Exercise set:
1) In the article on SQL Server indexing, what kind of index does SQL Server create for a new primary key by default when the table has no clustered index and no other type is specified?
2) Resume the article on SQL Server indexing after its last sentence.

Text to read:
○ ○ ○ ○ ○

Efficient SQL Server Indexing by Design
April 30, 2010
Having a good set of indexes on your SQL Server database is critical to performance. Efficient indexes don't happen by accident; they are designed to be efficient. Greg Larsen discusses whether primary keys should be clustered, when to use filtered indexes and what to consider when using the Fill Factor.
This is the final installment in my Index Guidelines series. If you have been following this series, I have covered many different aspects of indexing, like having an index development lifecycle, to the order in which columns should be placed in your indexes. In this article, I will cover primary key, filtered indexes, and fill factor.
What is a primary key? A primary key is a value that uniquely identifies a record. This key value can be made up of one or more columns. In order to enforce a primary key constraint the SQL Server database engine creates a unique index for the primary key. When creating the primary key, SQL Server will create the primary key as a clustered index, by default, if the table does not already have a clustered index on it and you do not specify it to be created as a non-clustered index.
Should all primary keys be a clustered index? As with many questions when it comes to database design, it depends. As described in my Dos and Donts of Database Indexing article I said clustered indexes should be frequently used for retrieving data and should be highly selective and the index value should be as short as possible. A primary key by definition meets the highly selective criteria. However, a primary key might not be frequently used to retrieve data or be short in length. For example if a GUID is used for a primary key it will be unique, but it isnt short in length and most likely will not be used to retrieve data. If your primary key is an int value and is commonly used to constrain your queries then it would be a good candidate to be a clustered index. Remember the clustered index key value is used in all non-clustered indexes; therefore you do not want to pick a clustered index key that is long in length. This is especially true for tables that contain many rows. Primary keys are ideal for quickly resolving WHERE constraints when you are looking for records that contain a specific value. Therefore when selecting your primary key for a table make sure you create it as a non-clustered index when it is not used to frequently retrieve data, and/or it is quite large and you dont what to bloat the size of all the non-clustered indexes with an excessively large clustered index key value.

○ ○ ○ ○ ○

Raw records:

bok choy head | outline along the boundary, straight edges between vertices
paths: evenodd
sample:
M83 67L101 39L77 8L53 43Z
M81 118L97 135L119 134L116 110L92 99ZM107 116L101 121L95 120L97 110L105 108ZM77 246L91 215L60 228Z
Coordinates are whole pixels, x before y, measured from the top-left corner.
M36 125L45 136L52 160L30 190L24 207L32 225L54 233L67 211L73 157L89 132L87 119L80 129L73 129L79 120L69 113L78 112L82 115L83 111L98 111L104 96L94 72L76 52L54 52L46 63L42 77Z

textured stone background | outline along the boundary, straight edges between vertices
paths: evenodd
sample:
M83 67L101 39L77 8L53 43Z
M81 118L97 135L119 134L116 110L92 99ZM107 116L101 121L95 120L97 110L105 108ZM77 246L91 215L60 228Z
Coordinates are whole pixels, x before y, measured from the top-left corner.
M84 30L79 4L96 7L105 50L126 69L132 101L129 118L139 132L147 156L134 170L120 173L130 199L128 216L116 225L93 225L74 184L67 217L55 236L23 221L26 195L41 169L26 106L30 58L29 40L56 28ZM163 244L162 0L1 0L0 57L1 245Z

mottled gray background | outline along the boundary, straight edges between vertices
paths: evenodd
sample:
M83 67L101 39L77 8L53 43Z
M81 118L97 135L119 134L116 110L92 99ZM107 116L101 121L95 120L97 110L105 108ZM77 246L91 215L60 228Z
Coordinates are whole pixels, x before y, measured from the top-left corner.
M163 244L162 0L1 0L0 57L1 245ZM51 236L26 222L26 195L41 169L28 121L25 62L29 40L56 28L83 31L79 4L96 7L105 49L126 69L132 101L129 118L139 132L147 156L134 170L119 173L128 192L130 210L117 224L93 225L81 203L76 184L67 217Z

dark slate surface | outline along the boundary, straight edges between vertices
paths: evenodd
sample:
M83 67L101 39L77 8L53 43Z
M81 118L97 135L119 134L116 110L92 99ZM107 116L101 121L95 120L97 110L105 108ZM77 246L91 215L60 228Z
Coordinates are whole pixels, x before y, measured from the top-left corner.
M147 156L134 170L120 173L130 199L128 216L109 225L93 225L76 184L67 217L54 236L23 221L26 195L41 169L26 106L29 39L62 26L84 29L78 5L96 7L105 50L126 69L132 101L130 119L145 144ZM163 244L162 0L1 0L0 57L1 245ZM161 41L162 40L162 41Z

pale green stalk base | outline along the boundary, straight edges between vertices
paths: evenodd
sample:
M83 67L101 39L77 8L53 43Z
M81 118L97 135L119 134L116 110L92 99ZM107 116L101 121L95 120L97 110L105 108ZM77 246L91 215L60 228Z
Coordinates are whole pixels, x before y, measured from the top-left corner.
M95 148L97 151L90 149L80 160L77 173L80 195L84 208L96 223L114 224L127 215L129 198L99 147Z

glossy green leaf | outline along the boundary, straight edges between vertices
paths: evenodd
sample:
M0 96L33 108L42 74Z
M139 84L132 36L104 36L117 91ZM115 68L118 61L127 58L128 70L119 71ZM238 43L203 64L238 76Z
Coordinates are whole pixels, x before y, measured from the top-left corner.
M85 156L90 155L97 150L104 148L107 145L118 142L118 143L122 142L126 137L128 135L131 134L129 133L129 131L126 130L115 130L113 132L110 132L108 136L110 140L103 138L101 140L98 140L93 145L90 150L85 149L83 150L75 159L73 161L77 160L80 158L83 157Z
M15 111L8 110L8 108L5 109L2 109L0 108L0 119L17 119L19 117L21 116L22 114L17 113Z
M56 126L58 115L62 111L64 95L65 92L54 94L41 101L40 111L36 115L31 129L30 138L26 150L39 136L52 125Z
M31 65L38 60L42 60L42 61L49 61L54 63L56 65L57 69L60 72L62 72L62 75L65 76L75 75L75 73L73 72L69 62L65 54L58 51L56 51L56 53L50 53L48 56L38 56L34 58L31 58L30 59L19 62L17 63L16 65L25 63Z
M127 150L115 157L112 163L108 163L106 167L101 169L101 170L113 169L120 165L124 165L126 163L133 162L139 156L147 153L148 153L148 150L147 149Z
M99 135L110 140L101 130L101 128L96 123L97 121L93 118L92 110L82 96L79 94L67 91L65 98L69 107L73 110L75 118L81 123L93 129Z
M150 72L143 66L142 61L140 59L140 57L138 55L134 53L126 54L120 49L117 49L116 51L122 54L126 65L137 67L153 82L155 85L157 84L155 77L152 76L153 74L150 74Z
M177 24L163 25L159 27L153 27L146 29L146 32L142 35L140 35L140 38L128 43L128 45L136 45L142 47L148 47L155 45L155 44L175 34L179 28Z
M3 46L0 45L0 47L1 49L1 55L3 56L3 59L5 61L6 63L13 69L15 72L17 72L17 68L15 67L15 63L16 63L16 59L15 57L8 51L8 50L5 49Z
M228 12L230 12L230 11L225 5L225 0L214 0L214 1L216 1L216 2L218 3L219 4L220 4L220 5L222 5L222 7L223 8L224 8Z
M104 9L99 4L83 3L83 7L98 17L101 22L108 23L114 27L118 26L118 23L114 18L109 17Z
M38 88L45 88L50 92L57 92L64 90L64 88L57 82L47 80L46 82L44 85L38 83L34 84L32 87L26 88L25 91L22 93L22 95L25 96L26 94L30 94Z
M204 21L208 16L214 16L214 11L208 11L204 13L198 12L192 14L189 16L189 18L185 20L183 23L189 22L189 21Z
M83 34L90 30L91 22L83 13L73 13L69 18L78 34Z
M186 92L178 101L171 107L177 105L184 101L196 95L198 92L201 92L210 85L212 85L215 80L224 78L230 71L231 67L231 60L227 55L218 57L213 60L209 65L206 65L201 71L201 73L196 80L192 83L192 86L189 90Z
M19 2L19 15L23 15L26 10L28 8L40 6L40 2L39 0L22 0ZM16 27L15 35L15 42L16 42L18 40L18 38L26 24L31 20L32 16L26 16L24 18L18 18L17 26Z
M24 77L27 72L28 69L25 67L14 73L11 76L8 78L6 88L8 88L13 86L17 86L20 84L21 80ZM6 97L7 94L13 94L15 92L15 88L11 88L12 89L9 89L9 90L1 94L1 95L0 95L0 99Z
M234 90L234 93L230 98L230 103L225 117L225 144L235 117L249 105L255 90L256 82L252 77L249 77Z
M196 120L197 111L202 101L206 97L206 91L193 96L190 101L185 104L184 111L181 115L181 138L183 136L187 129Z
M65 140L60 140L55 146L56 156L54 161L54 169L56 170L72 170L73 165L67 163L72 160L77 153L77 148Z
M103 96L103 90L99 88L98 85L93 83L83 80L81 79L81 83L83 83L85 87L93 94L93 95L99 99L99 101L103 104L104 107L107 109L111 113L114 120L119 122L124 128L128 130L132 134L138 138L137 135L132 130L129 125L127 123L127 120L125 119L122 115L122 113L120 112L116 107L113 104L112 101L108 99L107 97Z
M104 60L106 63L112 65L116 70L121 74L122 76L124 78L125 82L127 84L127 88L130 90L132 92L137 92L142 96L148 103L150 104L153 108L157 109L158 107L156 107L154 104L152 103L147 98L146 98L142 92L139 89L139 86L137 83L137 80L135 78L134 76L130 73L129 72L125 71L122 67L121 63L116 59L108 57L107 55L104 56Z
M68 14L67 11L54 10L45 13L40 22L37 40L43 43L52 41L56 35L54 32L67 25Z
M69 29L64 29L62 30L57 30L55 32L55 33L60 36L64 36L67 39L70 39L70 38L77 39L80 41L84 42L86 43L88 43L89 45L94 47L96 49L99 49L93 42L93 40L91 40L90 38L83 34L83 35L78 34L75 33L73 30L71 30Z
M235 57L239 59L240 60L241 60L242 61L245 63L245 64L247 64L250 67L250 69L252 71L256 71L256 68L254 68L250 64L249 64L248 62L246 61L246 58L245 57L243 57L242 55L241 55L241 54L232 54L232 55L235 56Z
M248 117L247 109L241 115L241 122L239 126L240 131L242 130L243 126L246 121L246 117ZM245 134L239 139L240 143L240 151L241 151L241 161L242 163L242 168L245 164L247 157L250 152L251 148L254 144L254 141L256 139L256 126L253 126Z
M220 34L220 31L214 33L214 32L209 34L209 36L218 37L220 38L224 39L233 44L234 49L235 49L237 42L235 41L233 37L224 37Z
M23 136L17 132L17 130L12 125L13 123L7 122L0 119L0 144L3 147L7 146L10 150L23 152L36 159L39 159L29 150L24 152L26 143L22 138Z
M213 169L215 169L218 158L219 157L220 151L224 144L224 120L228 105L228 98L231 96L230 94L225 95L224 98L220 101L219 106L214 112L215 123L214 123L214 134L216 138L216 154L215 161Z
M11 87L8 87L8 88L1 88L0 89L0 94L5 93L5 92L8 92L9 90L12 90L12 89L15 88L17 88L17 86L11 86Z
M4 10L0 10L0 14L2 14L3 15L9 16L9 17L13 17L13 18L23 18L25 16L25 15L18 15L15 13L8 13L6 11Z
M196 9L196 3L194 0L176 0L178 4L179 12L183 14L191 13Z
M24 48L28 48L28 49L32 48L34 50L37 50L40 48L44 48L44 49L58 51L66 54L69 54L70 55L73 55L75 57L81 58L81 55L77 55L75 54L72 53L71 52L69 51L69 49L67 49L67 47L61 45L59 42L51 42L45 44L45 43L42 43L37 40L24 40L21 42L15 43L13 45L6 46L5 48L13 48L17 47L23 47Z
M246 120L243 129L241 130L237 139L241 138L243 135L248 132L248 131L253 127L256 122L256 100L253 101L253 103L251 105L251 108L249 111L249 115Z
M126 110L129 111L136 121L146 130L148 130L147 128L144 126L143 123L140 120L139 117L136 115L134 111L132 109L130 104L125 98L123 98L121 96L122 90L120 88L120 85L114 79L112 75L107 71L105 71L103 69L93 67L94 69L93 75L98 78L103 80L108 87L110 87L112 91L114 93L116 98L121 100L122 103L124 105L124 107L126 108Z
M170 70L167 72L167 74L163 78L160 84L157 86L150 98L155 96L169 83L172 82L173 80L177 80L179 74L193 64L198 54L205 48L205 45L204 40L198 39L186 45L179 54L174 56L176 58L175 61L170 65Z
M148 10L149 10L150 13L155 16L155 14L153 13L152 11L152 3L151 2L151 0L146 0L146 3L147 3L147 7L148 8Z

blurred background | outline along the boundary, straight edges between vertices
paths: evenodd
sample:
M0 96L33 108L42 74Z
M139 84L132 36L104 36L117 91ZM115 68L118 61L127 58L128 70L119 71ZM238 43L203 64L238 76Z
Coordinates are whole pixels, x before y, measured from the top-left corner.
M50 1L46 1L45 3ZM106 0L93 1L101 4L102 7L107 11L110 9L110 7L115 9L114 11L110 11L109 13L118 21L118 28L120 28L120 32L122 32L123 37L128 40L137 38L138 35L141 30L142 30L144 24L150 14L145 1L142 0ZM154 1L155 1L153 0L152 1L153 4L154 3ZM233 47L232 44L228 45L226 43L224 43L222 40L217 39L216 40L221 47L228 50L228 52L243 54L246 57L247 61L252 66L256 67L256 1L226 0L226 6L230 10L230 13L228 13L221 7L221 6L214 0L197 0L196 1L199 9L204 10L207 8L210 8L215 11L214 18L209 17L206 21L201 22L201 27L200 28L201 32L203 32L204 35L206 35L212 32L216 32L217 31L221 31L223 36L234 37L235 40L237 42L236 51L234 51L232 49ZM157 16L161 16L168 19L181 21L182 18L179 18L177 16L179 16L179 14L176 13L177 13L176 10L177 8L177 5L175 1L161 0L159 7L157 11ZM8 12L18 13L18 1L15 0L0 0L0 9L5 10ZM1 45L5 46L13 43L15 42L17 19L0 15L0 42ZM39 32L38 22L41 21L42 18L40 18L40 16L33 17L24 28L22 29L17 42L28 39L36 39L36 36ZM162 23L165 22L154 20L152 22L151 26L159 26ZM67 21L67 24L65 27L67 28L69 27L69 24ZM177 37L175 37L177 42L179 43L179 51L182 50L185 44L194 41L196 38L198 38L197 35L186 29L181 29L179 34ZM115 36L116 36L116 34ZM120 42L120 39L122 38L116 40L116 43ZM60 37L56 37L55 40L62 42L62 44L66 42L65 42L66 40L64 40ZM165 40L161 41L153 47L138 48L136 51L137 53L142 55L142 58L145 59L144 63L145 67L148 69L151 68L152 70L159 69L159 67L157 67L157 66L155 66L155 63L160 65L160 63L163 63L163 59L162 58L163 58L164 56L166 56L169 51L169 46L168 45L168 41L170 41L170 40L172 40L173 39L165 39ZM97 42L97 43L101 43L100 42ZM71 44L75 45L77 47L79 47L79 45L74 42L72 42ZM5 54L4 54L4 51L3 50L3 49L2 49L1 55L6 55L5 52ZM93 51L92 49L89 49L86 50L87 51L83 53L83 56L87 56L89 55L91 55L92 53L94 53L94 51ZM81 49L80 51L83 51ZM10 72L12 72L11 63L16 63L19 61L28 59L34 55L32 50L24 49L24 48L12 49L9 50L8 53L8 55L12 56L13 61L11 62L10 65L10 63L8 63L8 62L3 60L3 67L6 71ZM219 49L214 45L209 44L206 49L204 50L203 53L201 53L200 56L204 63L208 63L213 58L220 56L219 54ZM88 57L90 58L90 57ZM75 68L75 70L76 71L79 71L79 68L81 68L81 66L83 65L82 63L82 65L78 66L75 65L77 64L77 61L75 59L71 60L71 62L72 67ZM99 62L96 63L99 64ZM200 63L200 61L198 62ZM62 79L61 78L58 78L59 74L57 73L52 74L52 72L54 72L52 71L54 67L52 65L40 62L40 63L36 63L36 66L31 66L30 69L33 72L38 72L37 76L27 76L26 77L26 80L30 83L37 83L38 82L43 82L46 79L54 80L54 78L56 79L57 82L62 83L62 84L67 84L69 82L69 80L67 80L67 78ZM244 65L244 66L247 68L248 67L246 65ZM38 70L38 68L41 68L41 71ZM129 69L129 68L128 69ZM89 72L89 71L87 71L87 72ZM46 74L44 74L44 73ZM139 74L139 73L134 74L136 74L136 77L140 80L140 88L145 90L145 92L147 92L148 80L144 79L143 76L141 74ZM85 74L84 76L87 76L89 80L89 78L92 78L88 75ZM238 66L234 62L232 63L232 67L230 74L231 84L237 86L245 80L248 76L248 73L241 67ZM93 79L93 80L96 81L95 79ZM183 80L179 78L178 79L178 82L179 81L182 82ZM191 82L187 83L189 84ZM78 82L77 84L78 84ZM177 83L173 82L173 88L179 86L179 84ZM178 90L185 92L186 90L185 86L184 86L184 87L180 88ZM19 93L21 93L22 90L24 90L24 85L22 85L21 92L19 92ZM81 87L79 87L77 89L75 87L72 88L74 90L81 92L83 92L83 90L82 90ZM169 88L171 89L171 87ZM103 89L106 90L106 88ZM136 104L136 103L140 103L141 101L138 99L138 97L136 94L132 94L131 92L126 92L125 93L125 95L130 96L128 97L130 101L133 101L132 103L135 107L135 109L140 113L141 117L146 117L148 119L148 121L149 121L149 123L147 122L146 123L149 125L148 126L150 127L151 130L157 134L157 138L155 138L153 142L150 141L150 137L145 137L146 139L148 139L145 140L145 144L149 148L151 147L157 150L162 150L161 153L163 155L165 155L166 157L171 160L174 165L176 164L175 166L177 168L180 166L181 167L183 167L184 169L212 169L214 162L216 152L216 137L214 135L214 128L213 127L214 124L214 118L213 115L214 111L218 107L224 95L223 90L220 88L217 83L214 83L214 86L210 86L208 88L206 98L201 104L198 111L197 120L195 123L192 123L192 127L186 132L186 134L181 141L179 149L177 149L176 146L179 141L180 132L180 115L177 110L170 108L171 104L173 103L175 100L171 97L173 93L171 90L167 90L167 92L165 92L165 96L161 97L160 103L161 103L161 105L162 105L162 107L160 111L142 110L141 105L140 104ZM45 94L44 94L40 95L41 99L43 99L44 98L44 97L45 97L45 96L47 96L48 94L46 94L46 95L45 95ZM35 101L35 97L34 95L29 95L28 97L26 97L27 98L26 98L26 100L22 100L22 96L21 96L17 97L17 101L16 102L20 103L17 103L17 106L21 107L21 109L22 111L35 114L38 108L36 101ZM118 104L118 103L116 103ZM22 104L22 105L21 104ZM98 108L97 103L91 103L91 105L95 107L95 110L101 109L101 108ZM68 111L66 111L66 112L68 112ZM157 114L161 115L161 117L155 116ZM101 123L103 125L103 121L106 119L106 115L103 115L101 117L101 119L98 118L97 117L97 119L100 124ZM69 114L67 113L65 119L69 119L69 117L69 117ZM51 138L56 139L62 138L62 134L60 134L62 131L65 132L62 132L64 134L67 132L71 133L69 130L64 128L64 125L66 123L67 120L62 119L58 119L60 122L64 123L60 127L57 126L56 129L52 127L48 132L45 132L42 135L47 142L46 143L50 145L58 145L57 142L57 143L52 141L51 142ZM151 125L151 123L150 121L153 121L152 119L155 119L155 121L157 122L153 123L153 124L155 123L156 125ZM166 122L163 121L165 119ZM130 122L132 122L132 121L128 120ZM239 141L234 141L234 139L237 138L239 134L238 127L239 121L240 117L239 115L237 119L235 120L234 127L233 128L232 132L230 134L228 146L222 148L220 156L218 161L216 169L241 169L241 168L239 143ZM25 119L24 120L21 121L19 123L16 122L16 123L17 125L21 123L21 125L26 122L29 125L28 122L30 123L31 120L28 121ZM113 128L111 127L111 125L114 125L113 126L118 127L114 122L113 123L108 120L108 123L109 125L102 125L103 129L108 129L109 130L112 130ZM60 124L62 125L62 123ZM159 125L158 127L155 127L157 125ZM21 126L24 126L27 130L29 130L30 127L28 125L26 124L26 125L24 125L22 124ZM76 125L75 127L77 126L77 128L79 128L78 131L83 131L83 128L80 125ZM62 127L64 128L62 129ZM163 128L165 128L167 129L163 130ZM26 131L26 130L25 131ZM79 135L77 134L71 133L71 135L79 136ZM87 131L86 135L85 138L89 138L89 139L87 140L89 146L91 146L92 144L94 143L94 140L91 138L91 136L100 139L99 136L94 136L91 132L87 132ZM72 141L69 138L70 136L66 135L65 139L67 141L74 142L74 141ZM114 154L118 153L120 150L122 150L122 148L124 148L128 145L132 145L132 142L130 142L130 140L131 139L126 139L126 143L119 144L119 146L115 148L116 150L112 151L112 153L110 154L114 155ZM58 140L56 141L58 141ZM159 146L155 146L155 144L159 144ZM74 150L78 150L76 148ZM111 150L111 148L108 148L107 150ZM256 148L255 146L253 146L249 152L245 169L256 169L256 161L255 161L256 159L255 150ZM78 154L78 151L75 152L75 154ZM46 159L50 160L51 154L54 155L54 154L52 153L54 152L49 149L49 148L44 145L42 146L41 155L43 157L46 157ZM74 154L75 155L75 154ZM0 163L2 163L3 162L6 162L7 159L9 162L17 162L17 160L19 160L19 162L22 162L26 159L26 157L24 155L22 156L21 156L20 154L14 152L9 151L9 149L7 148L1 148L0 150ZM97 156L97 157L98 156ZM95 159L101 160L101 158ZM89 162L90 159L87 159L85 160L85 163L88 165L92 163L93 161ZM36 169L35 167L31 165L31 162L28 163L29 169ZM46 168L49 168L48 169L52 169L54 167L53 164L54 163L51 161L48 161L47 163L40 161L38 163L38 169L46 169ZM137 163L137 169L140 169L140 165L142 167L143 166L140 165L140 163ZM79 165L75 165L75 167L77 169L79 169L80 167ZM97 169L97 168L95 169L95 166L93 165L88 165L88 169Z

○ ○ ○ ○ ○

Answers below:
1) A clustered index.

2)
Should every table have a primary key? Clearly, there are times when a table requires a primary key, like when you want to enforce referential integrity by using a primary key column in a foreign key relationship, or you want every record to be uniquely identifiable by a single key value. Not all tables have a column or set of columns that make a natural key that uniquely identify each record in the table. In this, should you derive a primary key column, by creating an identity column or some other column to uniquely identify a record, so you can have a primary key column? Well once again, I suppose it depends on how you are going to use that derived primary key column. If you are not going to refer to the primary key in your code, or in a foreign key constraint then I would suggest there is no value in having a primary key column. I am sure there are some purists out there that would disagree with this last statement and say that best practices dictate that all tables should be built with a primary key, even if you have to derive it and it is not used or referenced for anything.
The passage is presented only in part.